#### Set tasks
**a)** Answer these questions from the safe rollout text:
(i) Which rollout strategy is currently the only one supported?
(ii) What is the minimum value for MaxUnavailable?
(iii) For PickFixed, what is the target number of clusters?
**b)** For each statement, answer yes or no according to the safe rollout text, and quote the words that settle it:
(i) MaxSurge applies to rollouts triggered by updates to already propagated resources.
(ii) In Example 1, every member cluster carries the label env: prod.
(iii) For PickAll, the target number of clusters is the number of clusters the scheduler picks.
**c)** Copy word for word the passage of the safe rollout text that opens with the words containing "In place update" and closes with "current placement policy.".

#### Excerpt provided
## begin
Safe Rollout

Concept about rolling out changes safely in Fleet

One of the most important features of Fleet is the ability to safely rollout changes across multiple clusters. We do this by rolling out the changes in a controlled manner, ensuring that we only continue to propagate the changes to the next target clusters if the resources are successfully applied to the previous target clusters.

Overview

We automatically propagate any resource changes that are selected by a ClusterResourcePlacement from the hub cluster to the target clusters based on the placement policy defined in the ClusterResourcePlacement. In order to reduce the blast radius of such operation, we provide users a way to safely rollout the new changes so that a bad release won’t affect all the running instances all at once.

Rollout Strategy

We currently only support the RollingUpdate rollout strategy. It updates the resources in the selected target clusters gradually based on the maxUnavailable and maxSurge settings.

In place update policy

We always try to do in-place update by respecting the rollout strategy if there is no change in the placement. This is to avoid unnecessary interrupts to the running workloads when there is only resource changes. For example, if you only change the tag of the deployment in the namespace you want to place, we will do an in-place update on the deployments already placed on the targeted cluster instead of moving the existing deployments to other clusters even if the labels or properties of the current clusters are not the best to match the current placement policy.

How To Use RollingUpdateConfig

RolloutUpdateConfig is used to control behavior of the rolling update strategy.

MaxUnavailable and MaxSurge

MaxUnavailable specifies the maximum number of connected clusters to the fleet compared to target number of clusters specified in ClusterResourcePlacement policy in which resources propagated by the ClusterResourcePlacement can be unavailable. Minimum value for MaxUnavailable is set to 1 to avoid stuck rollout during in-place resource update.

MaxSurge specifies the maximum number of clusters that can be scheduled with resources above the target number of clusters specified in ClusterResourcePlacement policy.

Note: MaxSurge only applies to rollouts to newly scheduled clusters, and doesn’t apply to rollouts of workload triggered by updates to already propagated resource. For updates to already propagated resources, we always try to do the updates in place with no surge.

target number of clusters changes based on the ClusterResourcePlacement policy.

  • For PickAll, it’s the number of clusters picked by the scheduler.
  • For PickN, it’s the number of clusters specified in the ClusterResourcePlacement policy.
  • For PickFixed, it’s the length of the list of cluster names specified in the ClusterResourcePlacement policy.

Example 1:

Consider a fleet with 4 connected member clusters (cluster-1, cluster-2, cluster-3 & cluster-4) where every member cluster has label env: prod. The hub cluster has a namespace called test-ns with a deployment in it.

The ClusterResourcePlacement spec is defined as follows:

spec:
  resourceSelectors:
    - group: ""
      kind: Namespace
      version: v1
      name: test-ns
  policy:
    placementType: PickN
    numberOfClusters: 3
    affinity:
      clusterAffinity:
        requiredDuringSchedulingIgnoredDuringExecution:
          clusterSelectorTerms:
            - labelSelector:
                matchLabels:
                  env: prod
  strategy:
    rollingUpdate:
      maxUnavailable: 1
      maxSurge: 1

The rollout will be as follows:

  • We try to pick 3 clusters out of 4, for this scenario let’s say we pick cluster-1, cluster-2 & cluster-3.
## end
#### Records provided
## begin
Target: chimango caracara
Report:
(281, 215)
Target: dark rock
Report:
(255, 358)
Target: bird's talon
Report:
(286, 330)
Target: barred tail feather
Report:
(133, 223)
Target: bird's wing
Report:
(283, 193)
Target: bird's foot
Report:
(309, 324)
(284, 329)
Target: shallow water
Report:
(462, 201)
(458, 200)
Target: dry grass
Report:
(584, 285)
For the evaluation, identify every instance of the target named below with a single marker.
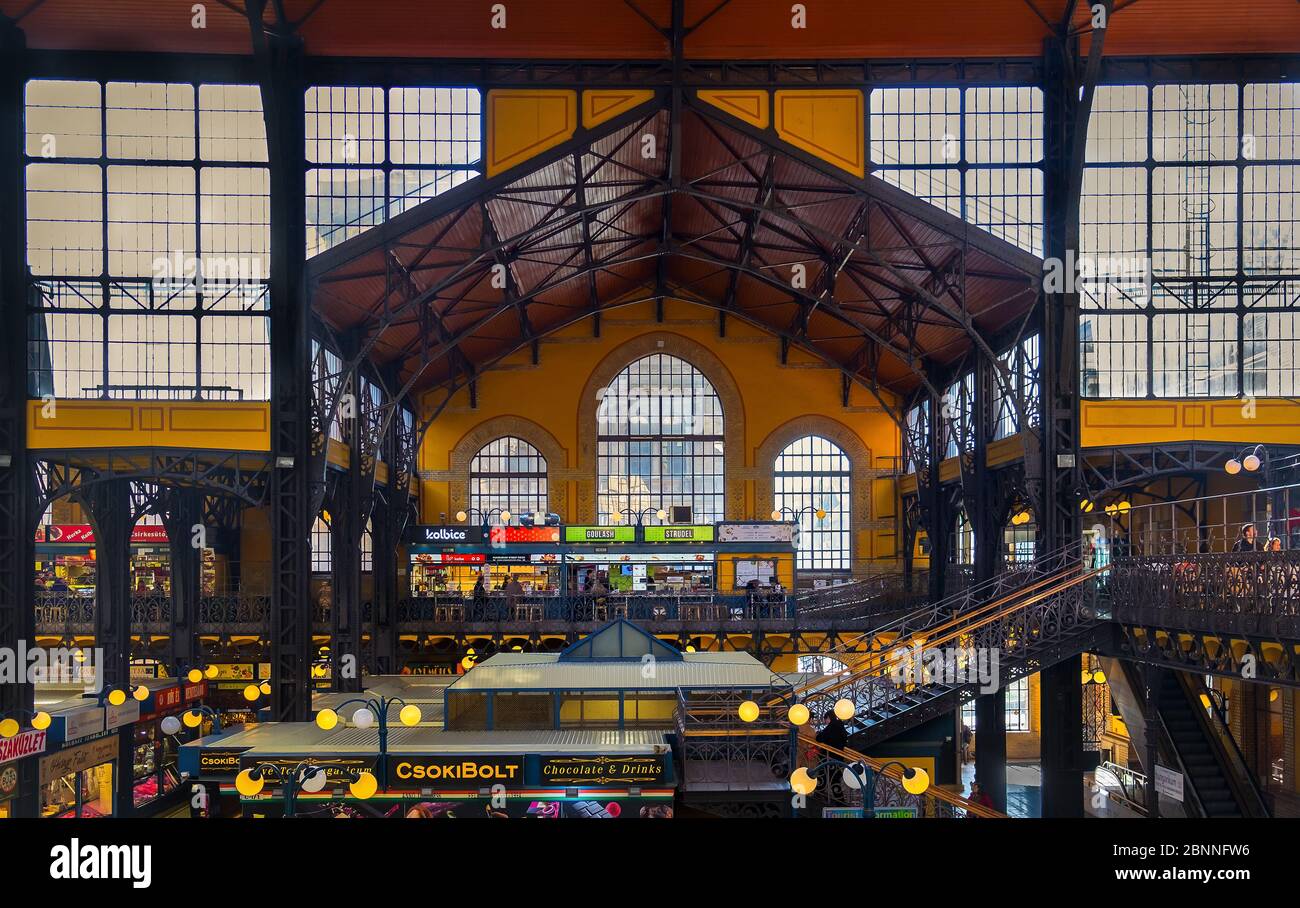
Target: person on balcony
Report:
## end
#### Solutions by task
**a)**
(i) RollingUpdate.
(ii) 1.
(iii) The length of the list of cluster names specified in the ClusterResourcePlacement policy.

**b)**
(i) No: "MaxSurge only applies to rollouts to newly scheduled clusters, and doesn’t apply to rollouts of workload triggered by updates to already propagated resource."
(ii) Yes: "where every member cluster has label env: prod"
(iii) Yes: "For PickAll, it’s the number of clusters picked by the scheduler."

**c)**
In place update policy

We always try to do in-place update by respecting the rollout strategy if there is no change in the placement. This is to avoid unnecessary interrupts to the running workloads when there is only resource changes. For example, if you only change the tag of the deployment in the namespace you want to place, we will do an in-place update on the deployments already placed on the targeted cluster instead of moving the existing deployments to other clusters even if the labels or properties of the current clusters are not the best to match the current placement policy.